__EXTRAIT DU DOCUMENT__
▬▬▬
Si ce n’est pas toi qui le fait, quelqu’un d’autre le fera à ta place. Je ne dis pas qu’il ne faut pas faire, mais plutôt qu’il faut faire en se posant les bonnes questions. L’intelligence artificielle est l’arme nucléaire du 21ème siècle. Celui qui la maitrisera, de manière politique, économique ou militaire, aura une avance incroyable sur les autres.
Tout cela n’est pas très réjouissant…
Mais il ne faut pas oublier l’autre face, qui est somptueuse ! L’autre face, c’est par exemple la capacité que cette technologie va nous donner à répondre au mal du siècle qui est le cancer. Nous avons actuellement une médecine de masse. Nous utilisons des médicaments, des molécules qui ont des effets dévastateurs sur de nombreuses personnes. Demain, en connaissant l’ADN des patients, nous serons capables de programmer des cellules pour chaque individu. Ces cellules vont réagir de la manière que l’on souhaite en fonction de divers facteurs : cholestérol, alcoolémie, … Nous allons arriver à une médecine personnalisée, facilitée par les biotechnologies. C’est une perspective réjouissante pour l’homme ! Un autre point très positif concerne les nanotechnologies. Elles s’attaquent à des problèmes environnementaux que nous ne sommes pas capables de solutionner depuis des centaines d’années, comme celui du plastique.
▬▬▬
__CONSIGNE__
Pouvez-vous poursuivre le passage ci-dessus sur l'intelligence artificielle, en reprenant juste après sa dernière phrase, celle sur le plastique ?
▬▬▬
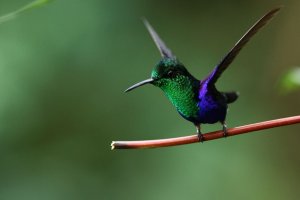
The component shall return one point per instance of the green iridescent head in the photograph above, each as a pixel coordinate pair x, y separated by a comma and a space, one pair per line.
168, 72
172, 77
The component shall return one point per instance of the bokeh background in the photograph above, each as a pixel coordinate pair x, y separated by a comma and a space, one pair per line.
63, 70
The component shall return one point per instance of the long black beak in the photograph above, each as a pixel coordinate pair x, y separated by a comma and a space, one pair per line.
150, 80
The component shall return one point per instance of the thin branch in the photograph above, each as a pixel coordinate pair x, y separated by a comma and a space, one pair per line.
208, 136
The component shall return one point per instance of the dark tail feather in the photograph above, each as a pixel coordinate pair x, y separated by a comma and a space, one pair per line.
231, 96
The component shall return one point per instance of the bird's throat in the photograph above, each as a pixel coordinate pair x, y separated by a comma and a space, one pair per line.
183, 93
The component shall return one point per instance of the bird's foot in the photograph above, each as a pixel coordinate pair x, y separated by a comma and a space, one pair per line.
225, 134
200, 137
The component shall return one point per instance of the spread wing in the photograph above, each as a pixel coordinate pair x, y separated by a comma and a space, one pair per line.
163, 49
220, 68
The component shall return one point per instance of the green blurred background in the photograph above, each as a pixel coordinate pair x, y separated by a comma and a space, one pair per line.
63, 70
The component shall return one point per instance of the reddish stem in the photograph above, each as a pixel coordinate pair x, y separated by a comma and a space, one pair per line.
208, 136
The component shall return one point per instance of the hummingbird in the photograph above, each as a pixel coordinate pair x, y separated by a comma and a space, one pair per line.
198, 101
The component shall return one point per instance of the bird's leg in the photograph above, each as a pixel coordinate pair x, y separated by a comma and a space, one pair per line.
200, 136
224, 129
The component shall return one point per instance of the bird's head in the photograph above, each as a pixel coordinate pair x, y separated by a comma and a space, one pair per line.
169, 73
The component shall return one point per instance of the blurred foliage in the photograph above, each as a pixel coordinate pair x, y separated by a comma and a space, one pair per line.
290, 80
33, 4
63, 70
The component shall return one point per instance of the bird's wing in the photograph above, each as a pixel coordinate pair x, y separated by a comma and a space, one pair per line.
220, 68
163, 49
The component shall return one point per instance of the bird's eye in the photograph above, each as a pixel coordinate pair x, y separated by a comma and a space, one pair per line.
171, 73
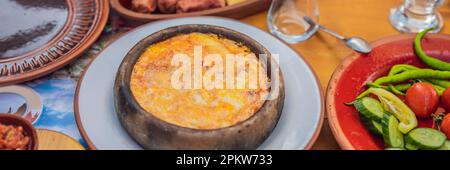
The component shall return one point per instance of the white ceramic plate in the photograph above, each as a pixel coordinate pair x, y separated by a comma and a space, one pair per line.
297, 128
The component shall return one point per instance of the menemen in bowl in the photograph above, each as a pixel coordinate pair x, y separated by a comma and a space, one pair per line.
199, 108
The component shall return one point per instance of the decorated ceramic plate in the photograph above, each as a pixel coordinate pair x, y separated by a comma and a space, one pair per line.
298, 126
234, 9
38, 37
350, 77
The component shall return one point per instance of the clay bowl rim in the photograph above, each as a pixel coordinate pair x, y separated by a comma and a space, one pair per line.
333, 121
27, 127
134, 54
119, 8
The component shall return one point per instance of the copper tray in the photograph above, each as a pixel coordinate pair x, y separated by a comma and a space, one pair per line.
38, 37
239, 10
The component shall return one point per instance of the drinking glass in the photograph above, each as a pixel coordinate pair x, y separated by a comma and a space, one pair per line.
▬▬▬
__CORRIGÉ__
Pour moi, il n’y a pas de notion de bien et de mal dans la technologie. Le fait que nous ayons sur la table, pour la première fois de notre existence, toutes les options, de la pire à la meilleure, est cependant un problème. Des options qui étaient de l’ordre du fantasme à un moment pas si lointain de notre histoire sont passées à l’ordre de la réalité. C’est pour cela que nous avons besoin de penseurs, de personnes capables de comprendre les enjeux et de proposer des règles. Il faut des leaders d’opinion dont l’objectif n’est pas politique, mais plutôt social et sociétal. Et il faut que chacun prenne conscience des enjeux, que chacun fasse sa part à son niveau, avec ses moyens.